* PASSAGE SHOWN *
+ + + + + + +

So some people buy special traps for English sparrows. Too small for purple martins, the traps have holes that allow the English sparrow to enter. But it's a death trap, once inside he can't get out. Without food, water, and fresh air, the sparrow quickly dies.

Do you ever feel unloved like the common English sparrow? Yet, the Bible says that even when the sparrow falls, God sees him.

Are not two sparrows sold for a penny? Yet not one of them will fall to the ground apart from the will of your father. Matthew 10:29 NIV

During those times when you feel common, ordinary, unimportant, and unloved, God sees you too. In fact, he saw you before you were even born.

Jesus knew what it was like to be unloved. In Isaiah 53:3 we read that Jesus was despised and rejected by men. Do you ever feel despised, rejected, and unloved? If so be encouraged: Jesus chose to identify with you.

However, have there been times when you deserved to be despised and rejected? Maybe you've been rotten like the English sparrow. You've been spiteful and hateful. You've been unkind to your neighbor. None of that was hidden from God. God sees everything. He knows about every sin you've ever committed. Could Jesus love someone like you? Do you have anything to offer Jesus to make him love you?

+ + + + + + +

* SUPPLIED ENTRIES *
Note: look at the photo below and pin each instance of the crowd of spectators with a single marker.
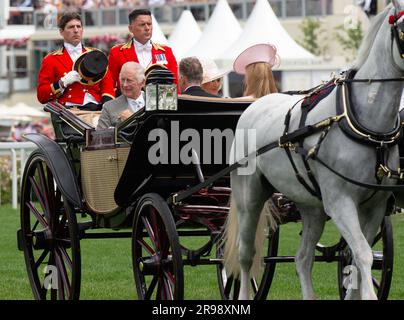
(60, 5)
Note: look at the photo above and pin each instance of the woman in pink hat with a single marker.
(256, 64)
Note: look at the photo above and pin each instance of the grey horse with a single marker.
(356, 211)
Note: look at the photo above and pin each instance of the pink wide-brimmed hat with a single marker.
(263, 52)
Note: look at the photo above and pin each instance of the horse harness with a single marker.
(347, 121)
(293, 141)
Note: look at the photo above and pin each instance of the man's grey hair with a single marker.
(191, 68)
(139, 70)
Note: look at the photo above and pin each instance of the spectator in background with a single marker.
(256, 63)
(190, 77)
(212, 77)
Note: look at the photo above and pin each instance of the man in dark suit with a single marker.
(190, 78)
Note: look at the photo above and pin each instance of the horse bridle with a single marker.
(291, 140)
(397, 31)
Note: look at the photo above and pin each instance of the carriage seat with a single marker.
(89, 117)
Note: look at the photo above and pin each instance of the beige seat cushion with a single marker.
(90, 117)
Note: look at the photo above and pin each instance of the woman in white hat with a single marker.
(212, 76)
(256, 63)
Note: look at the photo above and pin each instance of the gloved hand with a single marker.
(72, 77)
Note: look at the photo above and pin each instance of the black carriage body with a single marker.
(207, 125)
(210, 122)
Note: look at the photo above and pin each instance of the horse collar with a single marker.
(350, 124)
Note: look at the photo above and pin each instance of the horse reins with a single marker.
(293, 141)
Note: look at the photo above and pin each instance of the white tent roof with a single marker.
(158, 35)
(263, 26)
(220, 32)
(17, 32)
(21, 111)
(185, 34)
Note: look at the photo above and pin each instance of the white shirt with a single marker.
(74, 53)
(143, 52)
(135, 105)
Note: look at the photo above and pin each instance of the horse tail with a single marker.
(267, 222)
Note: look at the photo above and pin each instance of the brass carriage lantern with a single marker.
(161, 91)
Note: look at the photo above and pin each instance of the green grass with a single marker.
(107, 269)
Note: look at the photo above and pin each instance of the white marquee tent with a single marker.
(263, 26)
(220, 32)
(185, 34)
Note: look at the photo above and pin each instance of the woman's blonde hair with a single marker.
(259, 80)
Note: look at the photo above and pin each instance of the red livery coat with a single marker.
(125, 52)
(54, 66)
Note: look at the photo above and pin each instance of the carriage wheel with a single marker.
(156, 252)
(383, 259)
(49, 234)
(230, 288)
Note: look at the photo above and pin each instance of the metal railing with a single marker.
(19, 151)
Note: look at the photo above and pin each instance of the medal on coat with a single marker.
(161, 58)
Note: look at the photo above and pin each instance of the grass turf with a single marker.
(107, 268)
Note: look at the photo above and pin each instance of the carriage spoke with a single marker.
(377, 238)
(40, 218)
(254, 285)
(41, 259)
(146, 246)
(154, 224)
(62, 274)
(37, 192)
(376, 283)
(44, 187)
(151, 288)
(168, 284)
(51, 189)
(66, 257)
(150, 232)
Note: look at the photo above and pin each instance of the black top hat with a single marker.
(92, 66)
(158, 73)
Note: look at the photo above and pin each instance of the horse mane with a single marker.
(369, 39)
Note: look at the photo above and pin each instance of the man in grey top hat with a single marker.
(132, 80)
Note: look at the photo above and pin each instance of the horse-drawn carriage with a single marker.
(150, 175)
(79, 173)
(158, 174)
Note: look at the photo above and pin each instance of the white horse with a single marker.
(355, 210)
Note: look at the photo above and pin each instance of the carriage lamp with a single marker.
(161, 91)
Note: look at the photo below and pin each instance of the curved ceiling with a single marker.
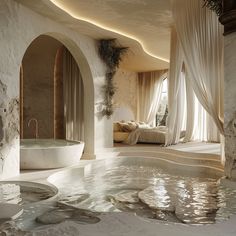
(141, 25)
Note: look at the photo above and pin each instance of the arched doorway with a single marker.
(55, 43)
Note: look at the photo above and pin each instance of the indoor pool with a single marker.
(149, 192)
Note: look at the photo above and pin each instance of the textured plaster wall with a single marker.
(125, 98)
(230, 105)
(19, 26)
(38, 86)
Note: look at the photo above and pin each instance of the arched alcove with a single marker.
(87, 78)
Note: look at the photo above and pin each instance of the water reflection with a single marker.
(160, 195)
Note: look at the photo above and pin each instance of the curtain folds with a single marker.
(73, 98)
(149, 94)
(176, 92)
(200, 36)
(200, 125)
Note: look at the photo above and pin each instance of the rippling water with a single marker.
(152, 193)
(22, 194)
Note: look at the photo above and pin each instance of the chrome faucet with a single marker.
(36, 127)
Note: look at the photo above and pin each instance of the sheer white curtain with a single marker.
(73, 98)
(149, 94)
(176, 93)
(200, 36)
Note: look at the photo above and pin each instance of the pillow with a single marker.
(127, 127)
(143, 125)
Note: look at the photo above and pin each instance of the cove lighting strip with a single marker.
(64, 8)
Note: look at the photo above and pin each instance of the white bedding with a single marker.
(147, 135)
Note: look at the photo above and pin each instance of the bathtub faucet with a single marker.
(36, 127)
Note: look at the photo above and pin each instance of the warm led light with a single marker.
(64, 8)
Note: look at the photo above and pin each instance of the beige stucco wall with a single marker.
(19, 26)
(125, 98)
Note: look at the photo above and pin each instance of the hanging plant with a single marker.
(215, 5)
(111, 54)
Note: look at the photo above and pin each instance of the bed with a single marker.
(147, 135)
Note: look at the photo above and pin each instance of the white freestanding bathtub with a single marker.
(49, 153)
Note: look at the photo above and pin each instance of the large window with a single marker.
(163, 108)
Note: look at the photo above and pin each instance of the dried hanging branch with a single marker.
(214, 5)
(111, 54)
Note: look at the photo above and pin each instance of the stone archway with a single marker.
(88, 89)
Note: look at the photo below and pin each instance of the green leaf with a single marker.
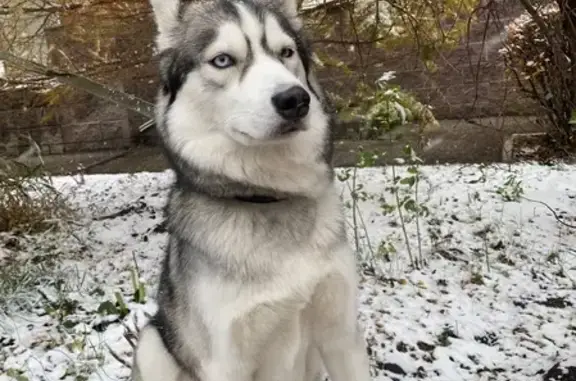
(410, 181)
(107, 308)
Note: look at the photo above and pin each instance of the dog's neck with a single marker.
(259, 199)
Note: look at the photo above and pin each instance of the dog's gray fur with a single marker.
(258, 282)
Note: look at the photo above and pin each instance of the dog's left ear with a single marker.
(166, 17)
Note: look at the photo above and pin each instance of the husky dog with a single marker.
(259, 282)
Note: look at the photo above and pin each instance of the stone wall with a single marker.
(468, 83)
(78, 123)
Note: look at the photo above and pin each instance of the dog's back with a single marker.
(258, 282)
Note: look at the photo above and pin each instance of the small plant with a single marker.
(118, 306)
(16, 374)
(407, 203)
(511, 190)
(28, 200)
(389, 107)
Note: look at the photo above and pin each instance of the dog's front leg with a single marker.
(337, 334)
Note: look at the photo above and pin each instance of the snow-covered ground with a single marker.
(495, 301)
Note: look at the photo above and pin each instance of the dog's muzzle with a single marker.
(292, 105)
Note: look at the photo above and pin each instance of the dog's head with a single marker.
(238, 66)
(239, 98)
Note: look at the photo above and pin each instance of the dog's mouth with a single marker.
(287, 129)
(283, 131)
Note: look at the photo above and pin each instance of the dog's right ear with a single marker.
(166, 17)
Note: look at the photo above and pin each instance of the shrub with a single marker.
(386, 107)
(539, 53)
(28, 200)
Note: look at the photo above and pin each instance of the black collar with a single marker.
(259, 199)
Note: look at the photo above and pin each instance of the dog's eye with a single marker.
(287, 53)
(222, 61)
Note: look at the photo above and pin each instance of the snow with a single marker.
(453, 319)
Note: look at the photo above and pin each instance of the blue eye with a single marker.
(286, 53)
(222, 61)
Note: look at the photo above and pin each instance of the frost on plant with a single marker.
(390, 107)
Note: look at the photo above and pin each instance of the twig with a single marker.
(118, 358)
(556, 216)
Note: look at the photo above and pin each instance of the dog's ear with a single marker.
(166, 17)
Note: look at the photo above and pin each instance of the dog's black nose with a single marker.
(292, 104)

+ + + + + + +

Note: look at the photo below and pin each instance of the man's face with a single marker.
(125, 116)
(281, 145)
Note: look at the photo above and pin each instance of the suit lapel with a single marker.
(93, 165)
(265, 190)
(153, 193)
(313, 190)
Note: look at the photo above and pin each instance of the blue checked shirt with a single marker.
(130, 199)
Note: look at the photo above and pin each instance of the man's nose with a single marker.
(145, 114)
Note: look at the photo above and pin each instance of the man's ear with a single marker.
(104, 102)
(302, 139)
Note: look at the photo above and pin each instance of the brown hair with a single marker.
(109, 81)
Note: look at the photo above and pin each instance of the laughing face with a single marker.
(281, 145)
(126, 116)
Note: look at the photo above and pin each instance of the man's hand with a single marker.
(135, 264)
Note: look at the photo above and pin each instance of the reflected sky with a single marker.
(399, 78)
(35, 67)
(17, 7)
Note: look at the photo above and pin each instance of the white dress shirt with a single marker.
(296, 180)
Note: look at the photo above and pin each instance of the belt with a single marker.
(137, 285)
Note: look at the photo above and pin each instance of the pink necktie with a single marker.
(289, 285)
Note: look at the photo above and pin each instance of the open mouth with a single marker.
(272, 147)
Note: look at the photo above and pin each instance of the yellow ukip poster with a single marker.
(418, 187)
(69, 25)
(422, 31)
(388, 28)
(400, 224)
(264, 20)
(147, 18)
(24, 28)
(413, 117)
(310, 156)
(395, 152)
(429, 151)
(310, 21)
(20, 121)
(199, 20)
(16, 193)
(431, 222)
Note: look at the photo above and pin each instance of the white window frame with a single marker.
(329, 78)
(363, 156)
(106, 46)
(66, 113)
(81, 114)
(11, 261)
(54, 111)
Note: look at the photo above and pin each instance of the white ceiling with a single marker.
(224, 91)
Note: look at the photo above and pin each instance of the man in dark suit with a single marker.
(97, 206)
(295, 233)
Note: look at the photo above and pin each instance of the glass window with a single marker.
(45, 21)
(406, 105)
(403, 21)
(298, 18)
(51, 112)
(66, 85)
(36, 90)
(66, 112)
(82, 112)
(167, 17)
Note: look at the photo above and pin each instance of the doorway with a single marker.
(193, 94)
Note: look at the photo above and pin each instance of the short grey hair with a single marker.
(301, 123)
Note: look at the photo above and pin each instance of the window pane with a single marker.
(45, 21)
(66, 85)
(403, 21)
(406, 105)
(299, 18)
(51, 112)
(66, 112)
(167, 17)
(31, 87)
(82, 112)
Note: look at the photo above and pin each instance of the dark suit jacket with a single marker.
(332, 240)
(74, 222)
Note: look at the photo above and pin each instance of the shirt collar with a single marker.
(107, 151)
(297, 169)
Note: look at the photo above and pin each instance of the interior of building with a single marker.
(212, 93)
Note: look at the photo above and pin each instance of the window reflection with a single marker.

+ + + + + + +

* SET OF TASKS *
1 > In the passage about English sparrows, which verse is cited for Jesus being despised and rejected by men?
2 > Go on with the passage about English sparrows, picking up after its final sentence.
The records are separate material, apart from the passage about English sparrows.

* EXPECTED RESULTS *
1 > Isaiah 53:3

2 >
People are sad when the cat catches the goldfinch at the backyard feeder, but how many people mourn when the cat catches the sparrow? The goldfinch is a beautiful bird, but the sparrow is plain, common, ordinary, and sometimes vicious. By comparison, he has nothing to offer to make us love him and mourn for him.

People are delighted when the bluebird finds one of their birdhouses, but they are enraged when an English sparrow takes over and kicks out the bluebirds. Bluebirds are colorful and pleasant, but English sparrows are common, ordinary, and destructive.

It's no sin to be common and ordinary, but have you been destructive in the way you've treated others? Have you spent your days primarily concerned and consumed with your own interests? Unlike you, Jesus lived a perfect life. For thirty-three years he never sinned, not even once. Yet Jesus chose to identify with men in their sinfulness. How?

All sin has to be punished, and Jesus took the punishment for everyone who would come to him. Isaiah 53:5 says,

But he was pierced for our transgressions, he was crushed for our iniquities; the punishment that brought us peace was upon him, and by his wounds we are healed. NIV

Do you feel rotten and sinful? If so be encouraged: Jesus chose to identify with men by taking the punishment for their sins.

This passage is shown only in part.